(Stored items from a collection)
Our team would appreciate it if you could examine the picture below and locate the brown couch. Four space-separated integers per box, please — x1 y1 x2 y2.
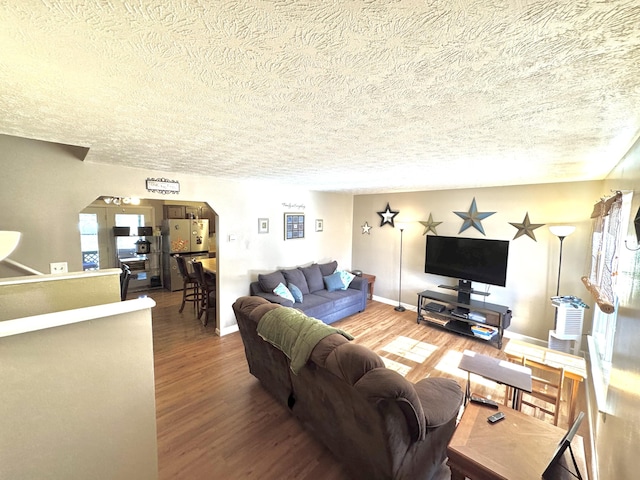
232 296 464 480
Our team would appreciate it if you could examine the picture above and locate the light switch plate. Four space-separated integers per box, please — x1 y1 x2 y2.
50 262 68 274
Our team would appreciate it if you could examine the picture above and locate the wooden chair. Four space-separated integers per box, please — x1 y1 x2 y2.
192 261 216 326
175 255 200 314
516 357 565 426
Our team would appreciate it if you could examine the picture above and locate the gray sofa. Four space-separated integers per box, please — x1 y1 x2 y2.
232 296 465 480
249 260 368 324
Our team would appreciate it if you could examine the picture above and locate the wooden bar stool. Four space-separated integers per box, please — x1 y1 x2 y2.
175 255 200 313
192 261 216 326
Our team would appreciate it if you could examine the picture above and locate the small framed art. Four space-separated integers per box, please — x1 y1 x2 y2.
315 219 323 232
284 213 305 240
258 218 269 234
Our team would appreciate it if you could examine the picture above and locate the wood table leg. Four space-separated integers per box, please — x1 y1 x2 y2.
568 378 580 425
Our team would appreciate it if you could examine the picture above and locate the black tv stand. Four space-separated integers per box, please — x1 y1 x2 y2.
416 288 512 349
438 279 490 304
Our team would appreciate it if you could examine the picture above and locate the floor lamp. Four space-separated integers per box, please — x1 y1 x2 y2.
549 225 576 297
394 225 406 312
549 225 575 329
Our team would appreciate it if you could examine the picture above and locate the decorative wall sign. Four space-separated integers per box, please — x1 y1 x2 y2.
315 219 323 232
258 218 269 234
454 197 495 235
284 213 305 240
377 203 399 227
509 212 545 241
146 177 180 194
420 213 443 235
282 203 306 210
361 221 372 234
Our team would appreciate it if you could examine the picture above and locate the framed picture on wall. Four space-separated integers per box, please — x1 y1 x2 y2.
315 219 323 232
284 213 305 240
258 218 269 234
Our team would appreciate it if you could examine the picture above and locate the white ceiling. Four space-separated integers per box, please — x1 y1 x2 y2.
1 1 639 194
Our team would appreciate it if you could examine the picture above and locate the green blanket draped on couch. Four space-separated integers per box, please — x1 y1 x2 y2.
257 307 353 374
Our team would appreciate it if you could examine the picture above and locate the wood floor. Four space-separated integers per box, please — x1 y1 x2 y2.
146 290 589 479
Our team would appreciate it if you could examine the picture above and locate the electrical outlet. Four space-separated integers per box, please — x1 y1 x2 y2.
50 262 68 274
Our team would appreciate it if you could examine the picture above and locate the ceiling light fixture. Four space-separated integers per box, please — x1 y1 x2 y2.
102 196 140 206
0 231 44 275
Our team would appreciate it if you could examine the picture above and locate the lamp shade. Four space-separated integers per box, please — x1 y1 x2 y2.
549 225 576 238
0 231 21 261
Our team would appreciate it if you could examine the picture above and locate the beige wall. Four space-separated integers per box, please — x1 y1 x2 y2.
593 136 640 480
0 269 121 321
0 298 158 480
353 181 602 340
0 134 355 334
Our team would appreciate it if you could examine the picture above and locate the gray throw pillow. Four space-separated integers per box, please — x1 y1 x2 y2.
301 264 324 292
258 270 286 293
282 268 310 294
318 260 338 277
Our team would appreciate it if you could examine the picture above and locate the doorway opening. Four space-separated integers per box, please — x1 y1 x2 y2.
78 198 218 302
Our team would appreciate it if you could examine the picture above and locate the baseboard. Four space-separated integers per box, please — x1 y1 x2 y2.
373 295 417 312
218 324 239 336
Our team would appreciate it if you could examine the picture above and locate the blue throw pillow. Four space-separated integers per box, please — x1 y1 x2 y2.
273 282 295 302
324 272 344 292
288 283 304 303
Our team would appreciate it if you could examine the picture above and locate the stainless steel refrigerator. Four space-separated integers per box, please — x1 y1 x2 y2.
162 219 210 291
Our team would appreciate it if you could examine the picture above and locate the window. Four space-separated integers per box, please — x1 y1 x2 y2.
79 213 100 270
587 191 633 411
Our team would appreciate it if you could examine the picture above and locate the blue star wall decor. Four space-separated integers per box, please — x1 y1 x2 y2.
377 203 399 227
420 213 443 235
361 221 372 234
509 212 545 241
454 197 495 235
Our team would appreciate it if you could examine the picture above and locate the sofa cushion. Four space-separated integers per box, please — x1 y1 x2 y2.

◆ **Task directions**:
A faithful copy is needed: reproduce all of the data above, leaving the pictures out.

◆ **Solution to this task**:
Our team would appreciate it if you could examine the picture below and locate the brown couch. Four space-separated integers per box, please — x1 y1 x2 y2.
232 296 464 480
Our team would appreciate it if you could examine the picture above and locate the light switch plate. Four space-separated integers per box, please — x1 y1 x2 y2.
50 262 68 274
Our team would appreciate it if you could examine the picture above and locate the wooden chair. Four space-separated integers per box, please — x1 y1 x2 y2.
192 261 216 326
175 255 200 314
516 357 565 426
Our team would appreciate it if you could examine the picture above and locate the gray sofa. Four space-separated integers per box, please — x1 y1 x2 y2.
232 296 465 480
249 260 368 324
Our team would appreciate it if you could examine the picture above and locate the wooden bar stool. Four space-separated integers per box, please — x1 y1 x2 y2.
175 255 200 313
192 261 216 326
Our team would appreciate it if you could examine the picture above and locate the small framed art. Four space-separated integers per box, please — x1 y1 x2 y2.
315 219 323 232
284 213 305 240
258 218 269 234
Our team would appreciate it if you could examine the picture above and locate the wood table leg. Four space-separated integers per box, please — x1 y1 x2 y2.
568 378 580 425
Our team would appreciate it if you could examine the picture above and locate the black tv stand. Four space-separated integers per box, please — x1 y1 x2 y2.
416 288 512 349
438 279 490 304
Our team would appreciate it if you could examine the picture above and locate the floor lamp. Four space-separated integers per box, please — x1 y1 x2 y2.
549 225 576 297
394 225 406 312
549 225 575 329
Our team would appreciate it if you could examine the picture above and locate the decorative wall sign. Four space-separated integers per box, please — x1 y1 x2 y2.
315 219 323 232
258 218 269 234
454 197 495 235
284 213 305 240
377 203 399 227
509 212 545 241
146 177 180 194
420 213 443 235
282 203 306 210
361 221 372 234
Our team would appreciate it if you could examine the picture above and locate the framed picture on wall. Four space-separated integers per box, please — x1 y1 x2 y2.
315 219 323 232
284 213 305 240
258 218 269 234
Our team would appreciate it if you could examine the picture above and locate the white ceiling. Four space-separated integers per box, please — x1 y1 x2 y2.
1 1 639 194
Our team would appreciate it if you could examine the picture above and locate the green blanket draped on couch. Four space-separated integers per box, please — x1 y1 x2 y2.
257 307 353 374
Our team would appreciate it if you could examine the picture above and locate the wood floor. Four space-separated integers per box, please — x1 y1 x2 y2.
146 290 589 479
Our team would appreciate it if you could examine the picture above and locate the electrical outlet. Four space-separated integers per box, please — x1 y1 x2 y2.
50 262 68 274
Our team would appreciate it if you could examine the picture above and locate the ceiling light fixture. Four space-separated integers per box, please — x1 y1 x2 y2.
102 196 140 206
0 231 44 275
Our team would appreciate it if you could examine the picture above and locate the lamp shade. Four space-separated integers per box, please — x1 y1 x2 y2.
549 225 576 238
0 231 21 261
Our team would appreciate it if you could examine the picture above and locate the beige wall. Four space-separated integers per box, please — x1 y1 x2 y2.
593 136 640 480
0 269 121 321
0 298 158 480
353 181 602 340
0 134 355 334
Our team would appreciate it if you could examine the picture above and locate the gray throw pillow. Four space-separated integers per box, please — x1 y1 x2 y2.
301 264 324 292
258 270 286 293
282 268 310 294
318 260 338 277
Our team would appreciate it if you could examine the picture above and locate the doorway opening. Four space-separated integers per box, please — x1 y1 x2 y2.
78 198 218 302
Our team would appreciate it if you could examine the picture above and locate the baseboard. Four space-separated integers per box, please — x1 y1 x2 y2.
373 295 417 312
218 324 239 336
Our team would appreciate it if you could examine the picture above and locate the blue throw pillow. Four space-separated integers per box, please — x1 y1 x2 y2.
273 282 295 302
324 272 344 292
288 283 304 303
Our team would appreciate it if you could examine the picture above and locate the stainless steel refrigerator. Four space-separated integers per box, please — x1 y1 x2 y2.
162 219 210 291
Our team would appreciate it if you could examine the picture above and locate the window. Four space-separated integers per box, please — x1 y1 x2 y2.
79 213 100 270
587 191 633 411
Our team would appreciate it if you could examine the picture above and locate the blue star wall decor. Four space-separated integers per box, please — x1 y1 x2 y2.
377 203 399 227
420 213 443 235
361 221 372 234
509 212 545 241
454 197 495 235
Our team would appreciate it if you could examine the picture above and locate the sofa cushion. Four space-separated integers per box, please — x1 y1 x2 y2.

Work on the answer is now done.